What this task involves:
In the SuperBASIC compiler text below, copy the stretch from "With luck this" through "earn the degree." word for word.

Selected excerpt:
---
With luck this could be a compiler for Sinclair SuperBASIC - the vastly improved, Comal-based interpreter programmed by Jan Jones and built into the QL's ROM, alongside Tony Tebby's Unix-influenced Qdos operating system - but if I got stuck, or busy with something or someone else (maybe even a girlfriend?) I reckoned I could fall back on ZIP and still earn the degree.

Staff at Quicksilva obtained early Qdos documentation from Sinclair on my behalf, and I got a QL from the second batch at the end of May 1984, then another one which worked (the first lasted only 45 minutes) in June. I made steady progress, first writing code on my 128K microdrive-based system to read the tokenised program source from QL memory - then routines to parse the result and generate corresponding code in the form of calls to intermediate code and stack operations expressed in Reserve Polish Notation. This text output was written to microdrive tape and later - once I got onto Metacomco's Macro Assembler beta-test programme - converted into 68000 machine code by expanding the text, via assembler macros.

This was enough to prove the symbols table and expression evaluation code, and get benchmarks compiled and running as standalone multi-tasking processes, but the generated code was far too verbose to give me any chance of making the compiled compiler fit on the machine. Like Zip, this was a four-pass compiler, working from tokenised source in the interpreter's memory. The first pass collected information about the whole source, to enable robust error checks later on. The second pass converted the source into an intermediate code and reported all errors. Only if that worked - and most programs submitted for compilation fail at this point - were two more passes used to translate the intermediate code and fix up cross-references to make a stand-alone code file. The use of compilation from memory made the extra pre-pass fast, and the separate code-generation phase simplified the design and allowed the machine code library to overlay the compiler, making best use of limited RAM and the microdrives - good for large block loads but slow for sequential filing.

The following spring a demo to my supervisor went well and that and the report earned me a first class honours for the project. By the time I graduated I was looking for a publisher, who could turn the compiler into a product as Quicksilva were no longer interested in the QL and in the throes of selling out to Argus Press.

Freddy Vachha was setting up Digital Precision as a specialist QL publisher at the time, and set me up with a 720K CST 5.25" floppy disk system, 256K extra RAM from Simplex Data, and an advance which I immediately spent on the HiFi system I'd always wanted but never been able to afford - Tannoy M20 speakers, a Mission Cyrus amplifier and one of the new-fangled CD players that were expensive luxuries in 1984 - one of the early 14 bit Marantz ones, and the only part of the setup I'm not using any more.
---
[Point labeling dataset excerpts]
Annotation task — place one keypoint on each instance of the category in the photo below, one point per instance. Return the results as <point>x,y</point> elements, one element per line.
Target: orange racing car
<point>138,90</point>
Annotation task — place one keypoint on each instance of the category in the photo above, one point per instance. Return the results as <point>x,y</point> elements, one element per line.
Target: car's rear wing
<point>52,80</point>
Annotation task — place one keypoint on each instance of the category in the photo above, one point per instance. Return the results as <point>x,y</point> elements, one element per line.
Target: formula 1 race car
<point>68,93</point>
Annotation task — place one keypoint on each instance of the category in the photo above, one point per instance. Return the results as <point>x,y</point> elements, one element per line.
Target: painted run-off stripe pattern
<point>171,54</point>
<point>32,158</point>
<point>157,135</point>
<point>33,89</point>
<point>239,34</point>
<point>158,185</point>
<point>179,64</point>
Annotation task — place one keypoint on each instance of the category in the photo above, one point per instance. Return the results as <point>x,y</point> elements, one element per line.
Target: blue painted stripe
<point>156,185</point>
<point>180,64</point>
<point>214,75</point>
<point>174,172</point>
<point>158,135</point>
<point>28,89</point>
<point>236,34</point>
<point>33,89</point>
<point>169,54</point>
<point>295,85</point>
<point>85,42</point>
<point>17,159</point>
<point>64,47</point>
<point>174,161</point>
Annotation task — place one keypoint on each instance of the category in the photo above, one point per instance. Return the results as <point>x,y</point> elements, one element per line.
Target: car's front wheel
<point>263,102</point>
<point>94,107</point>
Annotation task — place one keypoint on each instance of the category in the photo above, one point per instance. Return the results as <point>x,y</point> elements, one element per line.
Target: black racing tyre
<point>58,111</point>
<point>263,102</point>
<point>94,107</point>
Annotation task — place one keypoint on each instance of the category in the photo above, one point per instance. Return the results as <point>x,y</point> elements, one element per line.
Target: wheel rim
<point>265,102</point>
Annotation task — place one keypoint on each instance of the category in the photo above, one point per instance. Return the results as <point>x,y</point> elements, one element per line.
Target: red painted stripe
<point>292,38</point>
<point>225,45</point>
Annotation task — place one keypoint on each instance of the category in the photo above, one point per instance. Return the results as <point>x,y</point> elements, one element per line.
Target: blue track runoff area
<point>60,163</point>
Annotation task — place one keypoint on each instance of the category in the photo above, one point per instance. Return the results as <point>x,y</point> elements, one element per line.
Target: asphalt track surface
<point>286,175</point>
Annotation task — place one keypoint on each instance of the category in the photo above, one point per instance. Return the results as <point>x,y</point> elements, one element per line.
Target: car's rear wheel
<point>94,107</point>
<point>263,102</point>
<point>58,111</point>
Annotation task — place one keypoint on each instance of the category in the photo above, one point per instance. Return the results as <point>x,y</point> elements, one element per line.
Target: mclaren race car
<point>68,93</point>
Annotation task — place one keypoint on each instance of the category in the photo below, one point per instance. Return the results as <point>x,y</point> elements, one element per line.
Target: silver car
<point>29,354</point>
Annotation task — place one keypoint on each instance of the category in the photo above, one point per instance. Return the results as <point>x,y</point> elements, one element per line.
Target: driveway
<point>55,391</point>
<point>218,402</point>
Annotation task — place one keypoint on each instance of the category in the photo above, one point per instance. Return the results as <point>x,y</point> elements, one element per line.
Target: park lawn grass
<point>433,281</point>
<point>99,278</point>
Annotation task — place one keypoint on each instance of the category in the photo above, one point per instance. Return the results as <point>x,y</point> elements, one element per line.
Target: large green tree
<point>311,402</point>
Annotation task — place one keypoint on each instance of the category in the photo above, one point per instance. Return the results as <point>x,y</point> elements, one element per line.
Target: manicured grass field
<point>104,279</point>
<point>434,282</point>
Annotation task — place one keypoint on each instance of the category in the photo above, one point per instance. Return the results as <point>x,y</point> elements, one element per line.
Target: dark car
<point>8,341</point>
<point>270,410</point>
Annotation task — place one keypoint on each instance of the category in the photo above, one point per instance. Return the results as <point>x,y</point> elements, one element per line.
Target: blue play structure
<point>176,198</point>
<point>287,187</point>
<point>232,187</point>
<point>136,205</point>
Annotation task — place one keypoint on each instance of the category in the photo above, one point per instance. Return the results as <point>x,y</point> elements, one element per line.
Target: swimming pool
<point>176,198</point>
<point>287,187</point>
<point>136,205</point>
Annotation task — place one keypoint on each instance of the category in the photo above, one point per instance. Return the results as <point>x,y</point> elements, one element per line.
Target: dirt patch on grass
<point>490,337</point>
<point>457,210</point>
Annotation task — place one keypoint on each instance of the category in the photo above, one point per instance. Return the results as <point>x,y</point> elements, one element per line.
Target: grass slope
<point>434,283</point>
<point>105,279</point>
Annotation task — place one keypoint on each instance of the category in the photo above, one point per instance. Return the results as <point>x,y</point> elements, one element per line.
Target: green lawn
---
Worked solution:
With luck this could be a compiler for Sinclair SuperBASIC - the vastly improved, Comal-based interpreter programmed by Jan Jones and built into the QL's ROM, alongside Tony Tebby's Unix-influenced Qdos operating system - but if I got stuck, or busy with something or someone else (maybe even a girlfriend?) I reckoned I could fall back on ZIP and still earn the degree.